■ Task statement
Each record below should appear again exactly as written.

(Object pointing dataset rows)
────────

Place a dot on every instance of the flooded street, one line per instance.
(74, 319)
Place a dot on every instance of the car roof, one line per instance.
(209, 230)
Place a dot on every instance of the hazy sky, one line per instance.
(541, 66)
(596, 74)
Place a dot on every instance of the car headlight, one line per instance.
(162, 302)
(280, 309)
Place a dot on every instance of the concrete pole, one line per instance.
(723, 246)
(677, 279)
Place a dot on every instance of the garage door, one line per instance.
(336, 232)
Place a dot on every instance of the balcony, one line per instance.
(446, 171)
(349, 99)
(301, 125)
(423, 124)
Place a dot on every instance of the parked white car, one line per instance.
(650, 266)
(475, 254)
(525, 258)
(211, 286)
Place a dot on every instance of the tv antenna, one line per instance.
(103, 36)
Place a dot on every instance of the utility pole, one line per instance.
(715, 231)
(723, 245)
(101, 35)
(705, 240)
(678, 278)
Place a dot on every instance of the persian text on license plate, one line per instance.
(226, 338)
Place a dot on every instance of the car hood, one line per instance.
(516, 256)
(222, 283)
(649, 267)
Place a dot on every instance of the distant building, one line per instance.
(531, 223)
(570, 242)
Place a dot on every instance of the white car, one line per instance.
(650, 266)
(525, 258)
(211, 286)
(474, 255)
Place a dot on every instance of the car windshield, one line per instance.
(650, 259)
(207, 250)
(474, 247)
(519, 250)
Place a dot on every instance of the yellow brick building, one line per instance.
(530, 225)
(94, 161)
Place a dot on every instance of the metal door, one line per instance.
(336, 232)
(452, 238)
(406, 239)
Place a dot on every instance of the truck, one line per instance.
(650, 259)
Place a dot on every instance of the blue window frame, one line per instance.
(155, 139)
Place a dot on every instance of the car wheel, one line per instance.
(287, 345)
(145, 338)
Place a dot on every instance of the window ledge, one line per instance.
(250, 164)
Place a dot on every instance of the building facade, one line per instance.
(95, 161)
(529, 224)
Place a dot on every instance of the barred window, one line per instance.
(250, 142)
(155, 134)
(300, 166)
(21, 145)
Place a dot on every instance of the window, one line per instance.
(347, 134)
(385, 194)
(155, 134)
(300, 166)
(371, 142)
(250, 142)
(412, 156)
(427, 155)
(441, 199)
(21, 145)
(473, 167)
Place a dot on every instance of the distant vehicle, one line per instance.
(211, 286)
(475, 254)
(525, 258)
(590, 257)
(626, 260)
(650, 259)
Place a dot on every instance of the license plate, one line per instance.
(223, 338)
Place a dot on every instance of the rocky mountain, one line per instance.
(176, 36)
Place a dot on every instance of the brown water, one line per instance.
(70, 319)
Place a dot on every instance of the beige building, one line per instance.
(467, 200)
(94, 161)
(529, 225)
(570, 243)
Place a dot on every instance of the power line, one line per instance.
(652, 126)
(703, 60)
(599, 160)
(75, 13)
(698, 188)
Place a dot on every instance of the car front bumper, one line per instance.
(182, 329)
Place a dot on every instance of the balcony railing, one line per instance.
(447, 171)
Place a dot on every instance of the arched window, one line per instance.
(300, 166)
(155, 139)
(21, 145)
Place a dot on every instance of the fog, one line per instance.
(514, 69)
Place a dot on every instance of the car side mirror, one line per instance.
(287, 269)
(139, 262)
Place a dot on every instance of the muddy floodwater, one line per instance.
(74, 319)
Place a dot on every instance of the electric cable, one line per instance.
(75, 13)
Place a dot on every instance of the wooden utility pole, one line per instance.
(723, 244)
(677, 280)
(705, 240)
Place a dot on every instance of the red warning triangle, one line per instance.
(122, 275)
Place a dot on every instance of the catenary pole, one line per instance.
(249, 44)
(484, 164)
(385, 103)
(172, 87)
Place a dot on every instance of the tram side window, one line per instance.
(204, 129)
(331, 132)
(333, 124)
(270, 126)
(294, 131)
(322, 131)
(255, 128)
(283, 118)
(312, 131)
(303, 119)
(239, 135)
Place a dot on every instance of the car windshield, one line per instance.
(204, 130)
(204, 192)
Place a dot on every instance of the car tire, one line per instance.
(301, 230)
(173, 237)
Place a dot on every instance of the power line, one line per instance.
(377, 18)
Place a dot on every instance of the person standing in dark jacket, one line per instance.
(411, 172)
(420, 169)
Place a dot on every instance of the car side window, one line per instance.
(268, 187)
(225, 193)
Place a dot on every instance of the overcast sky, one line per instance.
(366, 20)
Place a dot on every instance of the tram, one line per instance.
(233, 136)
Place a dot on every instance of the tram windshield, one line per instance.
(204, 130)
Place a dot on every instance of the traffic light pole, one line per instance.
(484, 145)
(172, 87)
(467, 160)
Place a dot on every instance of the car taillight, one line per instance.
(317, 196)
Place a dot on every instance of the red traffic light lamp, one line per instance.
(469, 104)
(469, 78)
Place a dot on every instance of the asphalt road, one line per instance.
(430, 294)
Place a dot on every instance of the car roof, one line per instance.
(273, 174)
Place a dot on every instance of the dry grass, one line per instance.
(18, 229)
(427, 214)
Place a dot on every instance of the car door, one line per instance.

────────

■ Solution below
Place a dot on every instance of the flooded street, one line per instance.
(74, 319)
Place a dot on every instance of the car roof, one line per instance.
(209, 230)
Place a dot on every instance of the hazy sky, one line per instance.
(541, 66)
(596, 74)
Place a dot on every instance of the car headlight, one line per instance.
(162, 302)
(280, 309)
Place a dot on every instance of the concrete pole, one line per instance.
(723, 246)
(677, 279)
Place a dot on every instance of the garage door, one line per instance.
(336, 232)
Place a dot on every instance of the balcony, one line per instance.
(446, 171)
(349, 99)
(301, 125)
(423, 124)
Place a dot on every instance of the parked white car, one line per instance.
(650, 266)
(475, 254)
(525, 258)
(211, 286)
Place a dot on every instance of the tv antenna, one line per instance.
(103, 36)
Place a dot on every instance of the utility pole, one line per instance.
(715, 231)
(723, 245)
(101, 35)
(705, 240)
(678, 278)
Place a dot on every instance of the persian text on license plate, one line per instance.
(226, 338)
Place a dot on every instance of the car hood, one line per instance.
(516, 256)
(222, 283)
(649, 267)
Place a dot on every instance of the distant building, one line per instance.
(531, 223)
(570, 242)
Place a dot on every instance of the white car, one line per instance.
(650, 266)
(525, 258)
(211, 286)
(474, 255)
Place a dot on every instance of the car windshield, one line per instance.
(650, 259)
(207, 250)
(474, 247)
(519, 250)
Place a dot on every instance of the yellow brick building, one line per instance.
(530, 225)
(94, 161)
Place a dot on every instance of the metal door, one line per instance.
(336, 232)
(452, 238)
(406, 239)
Place a dot on every instance of the truck, one line per instance.
(650, 259)
Place a dot on every instance of the blue window frame, one line per instance.
(155, 139)
Place a dot on every instance of the car wheel, one line per instance.
(287, 345)
(145, 338)
Place a dot on every instance of the window ledge, one line per instance.
(250, 164)
Place a dot on every instance of the building facade, one line per instance.
(95, 161)
(529, 224)
Place a dot on every instance of the barred window, one line per instance.
(250, 142)
(155, 134)
(300, 166)
(21, 145)
Place a dot on every instance of the window, one line per instance.
(347, 134)
(385, 194)
(155, 134)
(300, 166)
(371, 142)
(250, 142)
(412, 156)
(427, 155)
(441, 199)
(21, 145)
(473, 167)
Place a dot on every instance of the distant vehicle, one line per instance.
(211, 286)
(475, 254)
(525, 258)
(590, 257)
(626, 260)
(650, 259)
Place a dot on every instance of the license plate, one line per instance.
(223, 338)
Place a dot on every instance of the rocky mountain, one line per instance.
(176, 36)
Place a dot on every instance of the brown water, one line per instance.
(70, 319)
Place a dot on every instance of the beige building, one line per instance.
(467, 200)
(94, 161)
(529, 225)
(570, 243)
Place a dot on every instance of the power line, one line per instance.
(652, 126)
(703, 60)
(599, 160)
(75, 13)
(698, 188)
Place a dot on every instance of the car front bumper, one line per instance.
(182, 329)
Place a dot on every instance of the balcony railing, one line per instance.
(447, 171)
Place a dot on every instance of the arched window, one line per instance.
(300, 166)
(155, 139)
(21, 145)
Place a dot on every instance of the fog, one line per instance.
(514, 69)
Place a dot on every instance of the car side mirror, one line per instance.
(287, 269)
(139, 262)
Place a dot on every instance of the muddy floodwater, one line per instance.
(74, 319)
Place a dot on every instance of the electric cable, one line per instance.
(75, 13)
Place a dot on every instance of the wooden utility pole, one line per instance.
(723, 244)
(677, 280)
(705, 240)
Place a dot on every instance of the red warning triangle, one line per instance.
(122, 275)
Place a dot on every instance of the catenary pole, one line per instance.
(249, 44)
(484, 164)
(385, 103)
(172, 87)
Place a dot on every instance of the tram side window, one line per instance.
(204, 129)
(331, 132)
(333, 124)
(270, 126)
(294, 131)
(322, 131)
(255, 128)
(283, 118)
(312, 131)
(303, 119)
(239, 135)
Place a dot on every instance of the car windshield, one line per instance.
(204, 130)
(204, 192)
Place a dot on every instance of the car tire, one line per instance.
(301, 230)
(173, 237)
Place a dot on every instance of the power line, one line per instance.
(377, 18)
Place a dot on every instance of the person standing in dark jacket, one line per instance.
(411, 172)
(420, 169)
Place a dot on every instance of the car side window, one line per instance.
(268, 187)
(225, 193)
Place a dot on every instance of the overcast sky, one line per instance.
(366, 20)
Place a dot on every instance of the tram, one line per instance.
(233, 136)
Place a dot on every instance of the tram windshield, one line per instance.
(204, 130)
Place a dot on every instance of the traffic light pole, one line per instance.
(484, 145)
(172, 87)
(467, 160)
Place a dot on every instance of the car taillight, one line per instance.
(317, 196)
Place a dot on every instance of the red traffic light lamp, one line per instance.
(469, 104)
(469, 78)
Place a dot on every instance of the asphalt road, one line per instance.
(430, 294)
Place a dot on every instance of the car roof, one line per instance.
(273, 174)
Place a dot on every instance of the dry grass, one line per instance.
(18, 229)
(427, 214)
Place a dot on every instance of the car door, one line per instance.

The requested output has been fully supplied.